Given data Block Start

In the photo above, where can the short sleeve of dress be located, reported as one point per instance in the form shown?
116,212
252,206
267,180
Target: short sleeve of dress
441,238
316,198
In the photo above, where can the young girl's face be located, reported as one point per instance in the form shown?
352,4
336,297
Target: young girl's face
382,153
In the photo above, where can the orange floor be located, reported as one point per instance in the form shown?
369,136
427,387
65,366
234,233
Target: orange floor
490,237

Given data Block End
Given data Block Start

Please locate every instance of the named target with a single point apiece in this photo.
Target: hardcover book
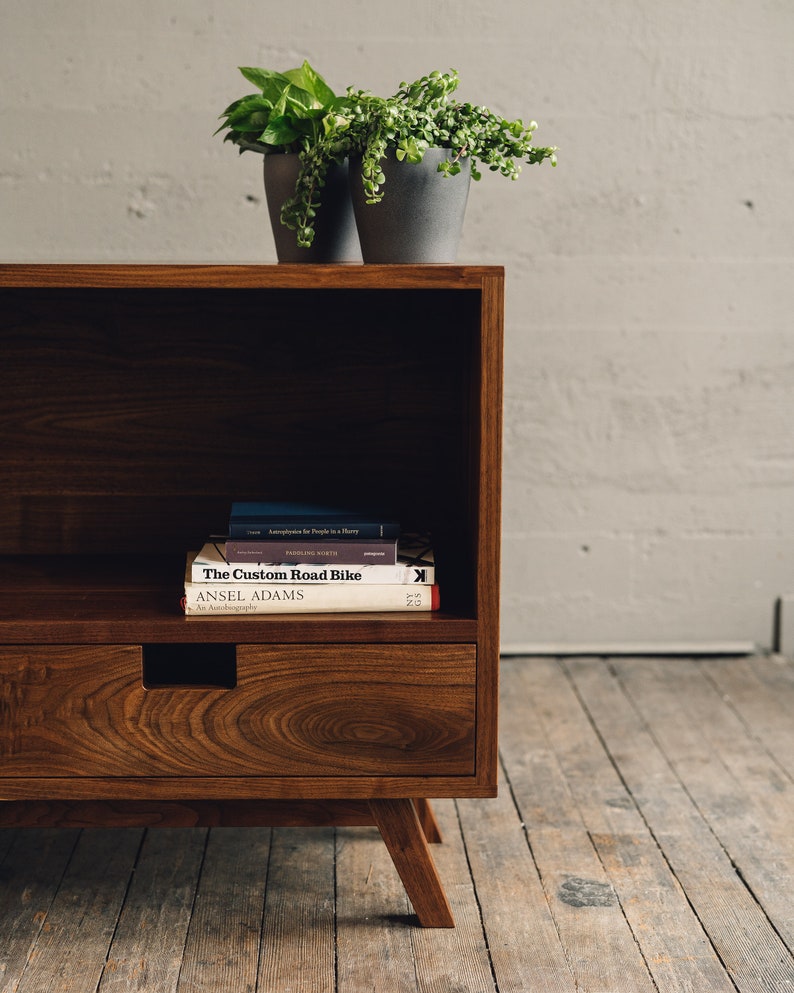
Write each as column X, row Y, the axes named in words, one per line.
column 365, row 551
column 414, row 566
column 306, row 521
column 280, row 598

Given data Block End

● To do: Only the lines of the data holding the string "where" are wanted; copy each of them.

● Answer to the problem:
In the photo above, where can the short sleeve of dress be located, reported as one point per instance in the form shown?
In the photo above, where can the young girl's face be located, reported as one point per instance in the form shown?
In the photo above, where can the orange floor be located, reported as one point per instance in the form shown?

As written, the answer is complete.